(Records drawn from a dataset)
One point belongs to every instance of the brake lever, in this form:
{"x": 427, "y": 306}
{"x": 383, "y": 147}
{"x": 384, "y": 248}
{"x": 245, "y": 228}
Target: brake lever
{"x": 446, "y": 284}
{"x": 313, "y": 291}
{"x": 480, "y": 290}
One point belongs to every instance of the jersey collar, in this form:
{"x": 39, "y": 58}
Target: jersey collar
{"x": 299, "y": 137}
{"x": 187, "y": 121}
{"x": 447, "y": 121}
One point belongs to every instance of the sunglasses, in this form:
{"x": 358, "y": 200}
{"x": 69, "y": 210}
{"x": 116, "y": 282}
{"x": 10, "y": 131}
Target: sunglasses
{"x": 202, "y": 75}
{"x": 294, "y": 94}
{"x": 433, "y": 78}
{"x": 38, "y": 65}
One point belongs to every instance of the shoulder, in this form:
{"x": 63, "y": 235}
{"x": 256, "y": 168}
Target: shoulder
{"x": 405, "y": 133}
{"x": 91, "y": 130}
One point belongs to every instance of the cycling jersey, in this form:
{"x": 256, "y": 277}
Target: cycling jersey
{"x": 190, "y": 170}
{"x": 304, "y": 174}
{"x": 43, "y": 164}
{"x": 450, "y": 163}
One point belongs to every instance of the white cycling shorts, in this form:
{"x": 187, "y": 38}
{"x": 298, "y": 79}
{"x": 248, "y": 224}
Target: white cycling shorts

▶ _EXERCISE PROMPT_
Work out how many lines of the preceding data contain the word "point". Reply with that number only.

▶ _SOLUTION TO THIS EXERCISE_
6